→ **Items**
+ + + +

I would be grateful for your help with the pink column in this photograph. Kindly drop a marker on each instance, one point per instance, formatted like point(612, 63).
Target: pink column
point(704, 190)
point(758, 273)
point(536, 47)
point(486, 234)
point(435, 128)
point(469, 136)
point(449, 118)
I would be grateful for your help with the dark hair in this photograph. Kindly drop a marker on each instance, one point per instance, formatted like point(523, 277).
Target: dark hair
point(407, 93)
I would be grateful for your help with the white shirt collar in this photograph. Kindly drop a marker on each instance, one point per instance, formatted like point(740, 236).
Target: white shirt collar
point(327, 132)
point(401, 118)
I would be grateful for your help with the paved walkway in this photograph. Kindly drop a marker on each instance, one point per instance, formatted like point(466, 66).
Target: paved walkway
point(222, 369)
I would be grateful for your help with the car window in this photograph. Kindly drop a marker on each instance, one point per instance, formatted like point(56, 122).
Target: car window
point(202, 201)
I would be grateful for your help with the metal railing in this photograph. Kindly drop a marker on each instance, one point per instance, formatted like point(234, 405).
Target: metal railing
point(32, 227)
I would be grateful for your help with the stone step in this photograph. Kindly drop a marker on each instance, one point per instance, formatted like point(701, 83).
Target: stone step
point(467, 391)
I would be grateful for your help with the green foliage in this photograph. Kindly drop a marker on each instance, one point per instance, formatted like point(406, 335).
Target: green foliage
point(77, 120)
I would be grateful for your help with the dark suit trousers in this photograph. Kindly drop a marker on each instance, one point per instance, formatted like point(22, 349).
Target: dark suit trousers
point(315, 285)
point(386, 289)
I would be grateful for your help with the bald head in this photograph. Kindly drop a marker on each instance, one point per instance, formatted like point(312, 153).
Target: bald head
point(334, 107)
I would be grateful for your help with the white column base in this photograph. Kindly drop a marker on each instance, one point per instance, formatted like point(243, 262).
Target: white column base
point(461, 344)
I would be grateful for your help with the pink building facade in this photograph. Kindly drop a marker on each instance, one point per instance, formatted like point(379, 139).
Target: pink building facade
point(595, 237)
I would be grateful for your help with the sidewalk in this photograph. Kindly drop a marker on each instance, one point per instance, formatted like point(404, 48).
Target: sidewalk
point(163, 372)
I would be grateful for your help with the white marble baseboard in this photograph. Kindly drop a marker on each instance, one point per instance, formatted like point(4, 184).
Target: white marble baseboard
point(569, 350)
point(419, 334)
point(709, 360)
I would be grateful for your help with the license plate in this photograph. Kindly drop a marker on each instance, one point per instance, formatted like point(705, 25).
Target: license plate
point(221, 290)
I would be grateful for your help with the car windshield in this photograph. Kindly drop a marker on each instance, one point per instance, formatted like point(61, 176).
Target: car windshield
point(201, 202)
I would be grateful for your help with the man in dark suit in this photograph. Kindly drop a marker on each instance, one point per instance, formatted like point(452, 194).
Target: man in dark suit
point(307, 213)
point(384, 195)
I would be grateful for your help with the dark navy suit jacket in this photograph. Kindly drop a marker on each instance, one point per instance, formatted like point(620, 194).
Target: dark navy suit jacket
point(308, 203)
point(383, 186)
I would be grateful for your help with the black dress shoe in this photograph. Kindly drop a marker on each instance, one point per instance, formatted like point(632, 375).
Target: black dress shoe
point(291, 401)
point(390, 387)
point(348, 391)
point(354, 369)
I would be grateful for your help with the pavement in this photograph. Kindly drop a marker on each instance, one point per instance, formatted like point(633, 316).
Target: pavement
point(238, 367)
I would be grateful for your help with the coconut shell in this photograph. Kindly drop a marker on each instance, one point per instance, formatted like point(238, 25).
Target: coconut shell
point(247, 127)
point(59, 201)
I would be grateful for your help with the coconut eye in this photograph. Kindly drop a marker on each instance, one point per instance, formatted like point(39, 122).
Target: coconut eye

+ + + +

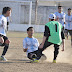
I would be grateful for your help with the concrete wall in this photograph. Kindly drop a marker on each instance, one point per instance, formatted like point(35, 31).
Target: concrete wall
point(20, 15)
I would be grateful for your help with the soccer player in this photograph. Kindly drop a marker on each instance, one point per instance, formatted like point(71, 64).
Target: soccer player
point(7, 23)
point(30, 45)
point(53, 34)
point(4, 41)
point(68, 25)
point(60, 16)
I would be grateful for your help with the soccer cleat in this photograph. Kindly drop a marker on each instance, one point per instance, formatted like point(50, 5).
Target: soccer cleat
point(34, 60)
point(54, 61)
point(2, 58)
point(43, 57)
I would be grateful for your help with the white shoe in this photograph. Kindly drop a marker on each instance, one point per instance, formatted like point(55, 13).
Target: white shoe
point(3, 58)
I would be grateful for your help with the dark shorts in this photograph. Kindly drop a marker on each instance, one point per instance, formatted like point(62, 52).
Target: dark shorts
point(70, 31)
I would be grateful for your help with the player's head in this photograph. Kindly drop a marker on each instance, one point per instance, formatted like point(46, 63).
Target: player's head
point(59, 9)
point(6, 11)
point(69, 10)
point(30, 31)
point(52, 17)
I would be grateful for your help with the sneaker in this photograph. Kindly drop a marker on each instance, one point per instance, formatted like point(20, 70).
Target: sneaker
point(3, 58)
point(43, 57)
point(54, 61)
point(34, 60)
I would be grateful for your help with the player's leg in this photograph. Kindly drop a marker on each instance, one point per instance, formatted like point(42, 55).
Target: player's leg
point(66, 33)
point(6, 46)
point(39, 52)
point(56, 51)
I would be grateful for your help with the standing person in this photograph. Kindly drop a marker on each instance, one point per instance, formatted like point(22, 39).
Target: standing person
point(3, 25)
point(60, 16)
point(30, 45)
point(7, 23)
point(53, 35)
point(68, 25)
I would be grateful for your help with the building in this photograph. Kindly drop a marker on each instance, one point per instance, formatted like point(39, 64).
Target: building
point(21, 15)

+ + + +

→ **Task to complete**
Return every line from the records above that contains the string "baseboard", matching case exactly.

→ **The result**
I would be grateful for your help with the white marble baseboard in this photograph. Kindly drop a marker on each instance, one point per instance, formatted like point(4, 184).
Target: white marble baseboard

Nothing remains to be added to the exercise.